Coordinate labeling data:

━━━━━━

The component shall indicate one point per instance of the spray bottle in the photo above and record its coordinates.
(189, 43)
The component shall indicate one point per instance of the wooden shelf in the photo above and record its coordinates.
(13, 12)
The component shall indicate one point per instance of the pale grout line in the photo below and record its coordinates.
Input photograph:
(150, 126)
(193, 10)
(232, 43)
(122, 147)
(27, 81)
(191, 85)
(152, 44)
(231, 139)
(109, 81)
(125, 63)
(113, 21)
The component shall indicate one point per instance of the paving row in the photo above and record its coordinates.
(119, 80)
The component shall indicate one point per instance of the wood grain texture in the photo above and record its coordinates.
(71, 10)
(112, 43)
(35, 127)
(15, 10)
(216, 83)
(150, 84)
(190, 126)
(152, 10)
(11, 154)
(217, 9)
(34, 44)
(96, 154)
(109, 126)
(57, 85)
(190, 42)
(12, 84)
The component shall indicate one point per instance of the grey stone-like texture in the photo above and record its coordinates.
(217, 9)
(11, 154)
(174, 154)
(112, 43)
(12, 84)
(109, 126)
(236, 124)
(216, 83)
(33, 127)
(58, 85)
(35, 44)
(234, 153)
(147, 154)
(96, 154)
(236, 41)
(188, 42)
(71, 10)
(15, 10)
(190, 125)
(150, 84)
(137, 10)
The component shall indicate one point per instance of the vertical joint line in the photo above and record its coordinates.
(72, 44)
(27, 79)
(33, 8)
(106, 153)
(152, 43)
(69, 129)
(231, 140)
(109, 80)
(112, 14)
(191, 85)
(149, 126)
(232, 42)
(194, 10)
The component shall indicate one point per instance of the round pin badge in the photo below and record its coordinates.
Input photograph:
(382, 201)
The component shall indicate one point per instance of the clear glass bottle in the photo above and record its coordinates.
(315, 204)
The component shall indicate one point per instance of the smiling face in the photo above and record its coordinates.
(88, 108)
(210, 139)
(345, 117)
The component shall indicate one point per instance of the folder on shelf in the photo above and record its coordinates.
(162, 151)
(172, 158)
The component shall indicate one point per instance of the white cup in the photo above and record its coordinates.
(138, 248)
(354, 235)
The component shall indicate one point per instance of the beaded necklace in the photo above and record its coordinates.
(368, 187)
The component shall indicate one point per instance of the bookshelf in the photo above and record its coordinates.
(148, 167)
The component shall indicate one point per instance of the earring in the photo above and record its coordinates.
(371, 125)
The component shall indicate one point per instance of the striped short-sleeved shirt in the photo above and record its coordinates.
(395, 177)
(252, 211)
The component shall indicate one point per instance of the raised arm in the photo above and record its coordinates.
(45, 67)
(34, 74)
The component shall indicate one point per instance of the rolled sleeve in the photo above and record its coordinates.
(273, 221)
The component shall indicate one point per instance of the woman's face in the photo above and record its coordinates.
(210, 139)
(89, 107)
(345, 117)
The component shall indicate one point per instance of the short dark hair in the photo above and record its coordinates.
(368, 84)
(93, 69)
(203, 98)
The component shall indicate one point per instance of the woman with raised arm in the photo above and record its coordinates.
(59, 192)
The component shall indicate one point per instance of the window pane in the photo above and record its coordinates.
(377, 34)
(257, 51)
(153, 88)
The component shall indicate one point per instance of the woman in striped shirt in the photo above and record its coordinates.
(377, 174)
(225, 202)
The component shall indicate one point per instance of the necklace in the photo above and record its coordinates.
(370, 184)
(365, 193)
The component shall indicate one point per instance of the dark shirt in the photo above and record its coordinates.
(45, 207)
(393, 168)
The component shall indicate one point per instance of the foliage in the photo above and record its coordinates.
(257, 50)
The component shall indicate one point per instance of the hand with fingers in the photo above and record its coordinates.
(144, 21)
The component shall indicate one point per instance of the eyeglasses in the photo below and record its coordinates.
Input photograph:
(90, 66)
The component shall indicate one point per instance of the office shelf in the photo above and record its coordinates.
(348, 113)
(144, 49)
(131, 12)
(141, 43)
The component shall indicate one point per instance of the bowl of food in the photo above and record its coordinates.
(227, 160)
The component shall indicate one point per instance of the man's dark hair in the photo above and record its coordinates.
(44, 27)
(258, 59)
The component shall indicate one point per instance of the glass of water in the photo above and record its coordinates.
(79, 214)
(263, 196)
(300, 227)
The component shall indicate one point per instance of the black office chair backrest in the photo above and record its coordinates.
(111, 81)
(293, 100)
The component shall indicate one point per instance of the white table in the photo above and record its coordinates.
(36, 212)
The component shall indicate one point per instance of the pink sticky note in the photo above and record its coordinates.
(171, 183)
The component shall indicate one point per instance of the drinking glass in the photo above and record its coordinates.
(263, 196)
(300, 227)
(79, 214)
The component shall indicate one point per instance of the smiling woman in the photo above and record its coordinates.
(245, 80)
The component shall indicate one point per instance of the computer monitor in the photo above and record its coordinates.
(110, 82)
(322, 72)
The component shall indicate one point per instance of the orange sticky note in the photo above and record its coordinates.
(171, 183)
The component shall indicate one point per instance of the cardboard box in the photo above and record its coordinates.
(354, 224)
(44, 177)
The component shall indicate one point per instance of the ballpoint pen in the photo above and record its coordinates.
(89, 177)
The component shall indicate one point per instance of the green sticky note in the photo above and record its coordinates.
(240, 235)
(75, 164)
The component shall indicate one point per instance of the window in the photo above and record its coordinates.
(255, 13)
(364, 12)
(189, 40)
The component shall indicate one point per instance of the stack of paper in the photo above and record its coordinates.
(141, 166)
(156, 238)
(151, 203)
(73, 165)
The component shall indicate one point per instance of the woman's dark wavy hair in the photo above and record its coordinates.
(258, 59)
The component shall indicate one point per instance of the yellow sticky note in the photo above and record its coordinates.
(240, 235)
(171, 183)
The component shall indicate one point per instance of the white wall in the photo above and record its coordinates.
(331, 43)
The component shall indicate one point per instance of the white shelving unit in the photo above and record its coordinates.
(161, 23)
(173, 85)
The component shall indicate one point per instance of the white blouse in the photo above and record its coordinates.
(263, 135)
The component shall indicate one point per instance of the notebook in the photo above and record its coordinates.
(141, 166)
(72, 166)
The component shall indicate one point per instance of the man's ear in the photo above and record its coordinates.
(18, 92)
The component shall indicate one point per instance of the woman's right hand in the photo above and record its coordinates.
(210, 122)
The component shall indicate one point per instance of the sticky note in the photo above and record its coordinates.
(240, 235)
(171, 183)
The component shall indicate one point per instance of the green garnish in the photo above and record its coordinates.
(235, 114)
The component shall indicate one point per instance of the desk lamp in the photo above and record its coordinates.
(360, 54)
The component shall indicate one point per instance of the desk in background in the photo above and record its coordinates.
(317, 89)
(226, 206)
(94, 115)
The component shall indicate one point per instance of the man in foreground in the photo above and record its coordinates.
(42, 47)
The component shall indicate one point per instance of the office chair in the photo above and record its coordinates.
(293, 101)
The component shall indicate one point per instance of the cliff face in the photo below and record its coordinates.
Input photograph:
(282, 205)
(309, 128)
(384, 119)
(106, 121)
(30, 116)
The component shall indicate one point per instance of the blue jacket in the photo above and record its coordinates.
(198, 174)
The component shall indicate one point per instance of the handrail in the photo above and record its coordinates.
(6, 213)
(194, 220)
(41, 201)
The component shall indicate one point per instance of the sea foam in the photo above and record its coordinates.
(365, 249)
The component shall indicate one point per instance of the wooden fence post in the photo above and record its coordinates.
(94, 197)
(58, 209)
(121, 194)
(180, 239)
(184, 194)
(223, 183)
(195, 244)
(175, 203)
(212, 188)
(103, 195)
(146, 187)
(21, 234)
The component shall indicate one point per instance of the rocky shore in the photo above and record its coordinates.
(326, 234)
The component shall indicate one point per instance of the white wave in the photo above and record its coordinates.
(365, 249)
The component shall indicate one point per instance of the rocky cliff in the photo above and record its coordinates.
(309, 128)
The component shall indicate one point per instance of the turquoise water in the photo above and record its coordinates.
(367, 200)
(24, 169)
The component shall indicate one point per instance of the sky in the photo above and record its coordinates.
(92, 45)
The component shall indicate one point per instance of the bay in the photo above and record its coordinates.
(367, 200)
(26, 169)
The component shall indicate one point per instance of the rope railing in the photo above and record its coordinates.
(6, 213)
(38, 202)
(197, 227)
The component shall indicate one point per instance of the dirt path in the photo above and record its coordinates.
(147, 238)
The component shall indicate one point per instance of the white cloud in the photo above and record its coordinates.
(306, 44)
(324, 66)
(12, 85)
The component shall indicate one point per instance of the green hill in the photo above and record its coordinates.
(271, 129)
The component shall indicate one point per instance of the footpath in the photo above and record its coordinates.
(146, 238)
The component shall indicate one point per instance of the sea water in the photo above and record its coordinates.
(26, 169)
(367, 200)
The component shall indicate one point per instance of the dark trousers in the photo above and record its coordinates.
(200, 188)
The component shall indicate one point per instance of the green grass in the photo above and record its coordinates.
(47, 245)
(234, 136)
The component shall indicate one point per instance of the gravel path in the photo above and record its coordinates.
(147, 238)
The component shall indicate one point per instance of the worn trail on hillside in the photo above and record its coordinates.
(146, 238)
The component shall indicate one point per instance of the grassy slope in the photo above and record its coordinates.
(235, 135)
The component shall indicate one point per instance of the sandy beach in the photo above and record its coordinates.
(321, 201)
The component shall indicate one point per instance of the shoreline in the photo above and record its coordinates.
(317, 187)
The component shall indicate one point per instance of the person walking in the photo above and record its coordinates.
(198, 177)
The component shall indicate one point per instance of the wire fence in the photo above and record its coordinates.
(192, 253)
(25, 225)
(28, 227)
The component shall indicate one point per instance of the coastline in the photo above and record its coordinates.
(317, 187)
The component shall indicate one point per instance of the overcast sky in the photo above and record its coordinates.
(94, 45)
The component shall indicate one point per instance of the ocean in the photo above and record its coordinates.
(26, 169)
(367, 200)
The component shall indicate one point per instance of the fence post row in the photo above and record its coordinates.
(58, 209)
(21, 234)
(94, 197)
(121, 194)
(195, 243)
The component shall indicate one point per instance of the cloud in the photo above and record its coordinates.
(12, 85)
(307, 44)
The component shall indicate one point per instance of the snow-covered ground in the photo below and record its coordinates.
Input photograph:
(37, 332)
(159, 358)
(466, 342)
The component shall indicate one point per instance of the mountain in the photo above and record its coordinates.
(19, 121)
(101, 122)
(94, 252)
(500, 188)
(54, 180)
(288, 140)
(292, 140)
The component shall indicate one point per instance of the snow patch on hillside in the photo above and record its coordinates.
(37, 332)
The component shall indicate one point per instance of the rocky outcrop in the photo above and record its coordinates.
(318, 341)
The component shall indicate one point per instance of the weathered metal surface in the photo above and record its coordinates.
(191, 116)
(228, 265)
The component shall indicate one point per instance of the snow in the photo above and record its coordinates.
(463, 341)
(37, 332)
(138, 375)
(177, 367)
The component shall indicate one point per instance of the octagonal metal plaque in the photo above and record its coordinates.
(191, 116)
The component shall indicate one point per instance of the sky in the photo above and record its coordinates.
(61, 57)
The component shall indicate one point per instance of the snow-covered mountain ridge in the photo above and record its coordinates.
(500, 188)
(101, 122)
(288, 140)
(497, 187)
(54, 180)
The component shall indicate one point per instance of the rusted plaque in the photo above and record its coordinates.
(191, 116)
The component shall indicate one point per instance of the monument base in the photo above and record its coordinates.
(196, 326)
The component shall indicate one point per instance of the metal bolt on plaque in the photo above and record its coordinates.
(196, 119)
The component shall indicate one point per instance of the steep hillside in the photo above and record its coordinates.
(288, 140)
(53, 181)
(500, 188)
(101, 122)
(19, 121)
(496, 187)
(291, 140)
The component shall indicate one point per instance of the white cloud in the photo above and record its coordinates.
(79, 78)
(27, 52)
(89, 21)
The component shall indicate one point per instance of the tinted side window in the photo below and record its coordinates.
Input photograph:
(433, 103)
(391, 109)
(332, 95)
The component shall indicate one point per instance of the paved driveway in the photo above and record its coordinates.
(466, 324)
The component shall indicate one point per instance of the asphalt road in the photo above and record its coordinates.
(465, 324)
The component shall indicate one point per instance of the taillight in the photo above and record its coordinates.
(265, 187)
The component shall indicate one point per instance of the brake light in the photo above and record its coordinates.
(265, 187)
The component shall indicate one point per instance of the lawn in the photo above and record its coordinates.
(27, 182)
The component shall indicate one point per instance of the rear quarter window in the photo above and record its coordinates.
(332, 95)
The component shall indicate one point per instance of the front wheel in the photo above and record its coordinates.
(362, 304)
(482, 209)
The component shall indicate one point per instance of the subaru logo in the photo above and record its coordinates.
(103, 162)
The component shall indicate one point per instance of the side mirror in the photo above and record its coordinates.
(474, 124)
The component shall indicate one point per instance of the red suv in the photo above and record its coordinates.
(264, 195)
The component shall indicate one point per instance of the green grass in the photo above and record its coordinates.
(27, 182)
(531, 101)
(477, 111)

━━━━━━

Requirements: Transcribe exactly, and only, the lines from the one bearing "The component shall indicate one point per instance of the brake" through the last line of the entries, counting both.

Complete output:
The component shall indicate one point per instance of the brake light in the photo above and record its coordinates.
(265, 187)
The component shall indicate one point per instance of the lawn in the photo above and record its coordinates.
(27, 182)
The component shall indicate one point per instance of the rear quarter window in the photo above and record its coordinates.
(332, 95)
The component shall indicate one point per instance of the front wheel in the photo above and record its coordinates.
(362, 304)
(482, 209)
The component shall indicate one point per instance of the subaru logo in the photo above and record its coordinates.
(103, 162)
The component shall indicate one point per instance of the side mirror in the photo above and record its coordinates.
(474, 124)
The component shall indicate one point per instance of the red suv in the photo above and record its coordinates.
(264, 195)
The component shall indicate one point per instance of the green grass in the photo above and record its coordinates.
(27, 182)
(531, 101)
(477, 111)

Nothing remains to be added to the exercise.